### Data provided ###
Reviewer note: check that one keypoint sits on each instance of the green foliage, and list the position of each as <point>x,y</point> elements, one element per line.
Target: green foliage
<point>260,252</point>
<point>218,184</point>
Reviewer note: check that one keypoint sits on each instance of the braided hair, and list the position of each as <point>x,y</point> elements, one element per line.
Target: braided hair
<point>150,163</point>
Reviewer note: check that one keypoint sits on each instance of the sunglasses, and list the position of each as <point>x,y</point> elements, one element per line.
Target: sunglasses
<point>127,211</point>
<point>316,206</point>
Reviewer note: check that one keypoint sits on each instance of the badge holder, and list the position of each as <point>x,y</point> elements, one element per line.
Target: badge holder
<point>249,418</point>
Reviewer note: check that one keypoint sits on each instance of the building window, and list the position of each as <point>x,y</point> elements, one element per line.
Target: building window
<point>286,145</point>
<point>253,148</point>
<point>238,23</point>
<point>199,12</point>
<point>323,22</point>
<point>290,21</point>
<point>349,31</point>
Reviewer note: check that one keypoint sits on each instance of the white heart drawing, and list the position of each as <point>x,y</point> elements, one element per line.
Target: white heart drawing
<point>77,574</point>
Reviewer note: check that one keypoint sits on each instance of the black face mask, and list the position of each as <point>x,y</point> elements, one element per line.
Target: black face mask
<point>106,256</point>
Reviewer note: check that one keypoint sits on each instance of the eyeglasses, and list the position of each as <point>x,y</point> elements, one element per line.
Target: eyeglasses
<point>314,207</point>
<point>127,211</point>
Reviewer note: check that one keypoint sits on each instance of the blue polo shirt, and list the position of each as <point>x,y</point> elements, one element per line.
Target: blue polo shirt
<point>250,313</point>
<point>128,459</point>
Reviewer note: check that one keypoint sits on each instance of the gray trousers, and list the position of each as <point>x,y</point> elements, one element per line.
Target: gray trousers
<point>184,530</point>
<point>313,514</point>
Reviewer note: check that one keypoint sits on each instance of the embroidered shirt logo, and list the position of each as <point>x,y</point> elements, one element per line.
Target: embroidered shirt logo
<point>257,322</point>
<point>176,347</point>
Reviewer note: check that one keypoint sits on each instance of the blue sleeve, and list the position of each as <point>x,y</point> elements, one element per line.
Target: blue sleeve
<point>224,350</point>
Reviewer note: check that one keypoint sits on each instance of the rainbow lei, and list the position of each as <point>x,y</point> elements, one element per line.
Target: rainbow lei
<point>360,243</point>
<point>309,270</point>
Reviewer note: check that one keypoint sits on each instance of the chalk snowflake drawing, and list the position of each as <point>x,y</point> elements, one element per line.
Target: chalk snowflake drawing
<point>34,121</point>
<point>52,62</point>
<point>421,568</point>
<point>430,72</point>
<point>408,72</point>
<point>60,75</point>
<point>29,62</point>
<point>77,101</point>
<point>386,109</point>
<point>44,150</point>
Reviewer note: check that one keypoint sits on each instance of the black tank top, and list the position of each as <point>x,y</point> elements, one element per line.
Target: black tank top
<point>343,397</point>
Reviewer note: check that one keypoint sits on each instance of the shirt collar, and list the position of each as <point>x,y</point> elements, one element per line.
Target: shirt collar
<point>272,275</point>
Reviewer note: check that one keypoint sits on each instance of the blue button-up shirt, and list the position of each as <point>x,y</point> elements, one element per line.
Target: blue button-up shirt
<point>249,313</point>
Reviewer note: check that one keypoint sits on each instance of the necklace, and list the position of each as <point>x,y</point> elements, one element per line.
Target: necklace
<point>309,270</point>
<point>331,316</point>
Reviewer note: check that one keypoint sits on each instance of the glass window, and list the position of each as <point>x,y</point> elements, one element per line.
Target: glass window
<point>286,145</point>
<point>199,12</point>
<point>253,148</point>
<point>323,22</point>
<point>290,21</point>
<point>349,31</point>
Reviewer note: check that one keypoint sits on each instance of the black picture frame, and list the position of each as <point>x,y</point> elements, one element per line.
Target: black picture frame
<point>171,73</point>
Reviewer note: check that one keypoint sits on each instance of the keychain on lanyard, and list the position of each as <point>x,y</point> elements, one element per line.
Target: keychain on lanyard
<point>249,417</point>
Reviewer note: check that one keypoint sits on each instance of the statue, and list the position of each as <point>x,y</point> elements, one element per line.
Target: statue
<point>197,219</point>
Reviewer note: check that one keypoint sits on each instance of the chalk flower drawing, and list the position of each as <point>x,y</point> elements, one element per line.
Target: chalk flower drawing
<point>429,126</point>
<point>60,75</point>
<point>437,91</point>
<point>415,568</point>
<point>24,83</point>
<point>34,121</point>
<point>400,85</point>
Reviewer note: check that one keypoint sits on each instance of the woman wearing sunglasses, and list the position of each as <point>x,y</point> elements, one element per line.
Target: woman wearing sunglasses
###
Render all of the material above as a numbered list, leaving out any blank lines.

**Correct response:**
1. Reviewer note: check that one keypoint sits on each instance of the green foliage, and list the position of each as <point>x,y</point> elements, one element per line.
2. Target: green foliage
3. <point>260,252</point>
4. <point>218,184</point>
5. Reviewer note: check that one keypoint sits on each instance of the braided hair, and list the position of each as <point>x,y</point> elements, one element per line.
6. Target: braided hair
7. <point>150,163</point>
8. Reviewer note: check that one keypoint sits on each instance of the sunglasses, and list the position of each as <point>x,y</point> elements, one element per line.
9. Target: sunglasses
10. <point>127,211</point>
11. <point>316,206</point>
12. Reviewer note: check that one keypoint sits on each instance of the badge holder, and list the position of each as <point>x,y</point> elements, one element per line.
13. Target: badge holder
14. <point>249,418</point>
15. Reviewer note: check that one keypoint sits on each instance of the building window, and list the position of each as <point>x,y</point> elements, one element per line.
16. Target: building window
17. <point>286,145</point>
18. <point>253,148</point>
19. <point>238,23</point>
20. <point>199,12</point>
21. <point>323,22</point>
22. <point>290,21</point>
23. <point>349,31</point>
24. Reviewer note: check that one keypoint sits on each instance of the white heart drawing, and list the position of each as <point>x,y</point> elements, one element per line.
25. Target: white heart drawing
26. <point>77,574</point>
27. Reviewer note: check that one keypoint sits on each instance of the black face mask, and list the position of each as <point>x,y</point> elements, one element per line.
28. Target: black face mask
29. <point>106,256</point>
30. Reviewer note: check that one keypoint sits on each instance of the eyeglasses, and list the position of each as <point>x,y</point> elements, one element per line.
31. Target: eyeglasses
32. <point>314,207</point>
33. <point>127,211</point>
34. Reviewer note: check that one keypoint sits on each instance of the blue polo shirt, and list the position of each as <point>x,y</point> elements, one element per line.
35. Target: blue polo shirt
36. <point>250,313</point>
37. <point>128,459</point>
38. Reviewer note: check that one keypoint sits on each instance of the gray trousers, and list the position of each as <point>x,y</point> elements, one element per line.
39. Target: gray trousers
40. <point>184,530</point>
41. <point>313,514</point>
42. Reviewer note: check that one keypoint sits on each instance of the embroidered shirt logo, and list the position of each as <point>x,y</point> elements, one element per line.
43. Target: embroidered shirt logo
44. <point>257,322</point>
45. <point>176,347</point>
46. Reviewer note: check that one keypoint sits on each instance of the blue sleeve, and list the position of each as <point>x,y</point> elements, one element per line.
47. Target: blue sleeve
48. <point>224,350</point>
49. Reviewer note: check that one keypoint sits on each instance of the rainbow lei, and list the position of each as <point>x,y</point> elements, one element per line.
50. Target: rainbow lei
51. <point>360,243</point>
52. <point>309,270</point>
53. Reviewer note: check that one keypoint sits on each instance of the chalk snowflake drawing, and list the position of each as <point>x,y</point> elements, one element per line.
54. Target: chalk snowflake drawing
55. <point>34,121</point>
56. <point>52,62</point>
57. <point>421,568</point>
58. <point>430,72</point>
59. <point>408,72</point>
60. <point>60,75</point>
61. <point>29,62</point>
62. <point>77,101</point>
63. <point>386,109</point>
64. <point>44,150</point>
65. Reviewer note: check that one keypoint sits on each instance of the black tank top, and list the position of each as <point>x,y</point> elements, one element per line.
66. Target: black tank top
67. <point>343,397</point>
68. Reviewer note: check that one keypoint sits on each instance of the shirt collar, and list the position of each as <point>x,y</point> elements, one element per line.
69. Target: shirt collar
70. <point>272,275</point>
71. Reviewer note: check that one keypoint sits on each instance of the blue button-up shirt, and list the position of each as <point>x,y</point> elements, one element per line.
72. Target: blue button-up shirt
73. <point>249,313</point>
74. Reviewer note: check that one keypoint sits on each instance of the necklace, and list the position of each as <point>x,y</point> elements, one element per line.
75. Target: necklace
76. <point>309,270</point>
77. <point>331,316</point>
78. Reviewer note: check that one keypoint sits on each instance of the glass window, and list the position of each as <point>x,y</point> elements, one element per line.
79. Target: glass window
80. <point>286,145</point>
81. <point>199,12</point>
82. <point>253,148</point>
83. <point>323,22</point>
84. <point>290,21</point>
85. <point>349,31</point>
86. Reviewer note: check that one keypoint sits on each instance of the black picture frame, and list the position of each as <point>x,y</point> elements, one element per line.
87. Target: black picture frame
88. <point>171,73</point>
89. Reviewer note: check that one keypoint sits on each instance of the keychain on lanyard, and list the position of each as <point>x,y</point> elements, one element per line.
90. Target: keychain on lanyard
91. <point>249,417</point>
92. Reviewer note: check that one keypoint sits on each instance of the statue, and list the position of each as <point>x,y</point> elements, one element per line.
93. Target: statue
94. <point>197,219</point>
95. Reviewer note: check that one keypoint sits on each instance of the chalk flower drawing, and list the position of each as <point>x,y</point> elements, one element per line.
96. Target: chalk flower drawing
97. <point>429,126</point>
98. <point>60,75</point>
99. <point>437,91</point>
100. <point>415,568</point>
101. <point>24,83</point>
102. <point>34,121</point>
103. <point>400,85</point>
104. Reviewer note: check that one keypoint sits on each instance of the woman wearing sunglasses, and list the position of each as <point>x,y</point> elements, one element per line.
105. Target: woman wearing sunglasses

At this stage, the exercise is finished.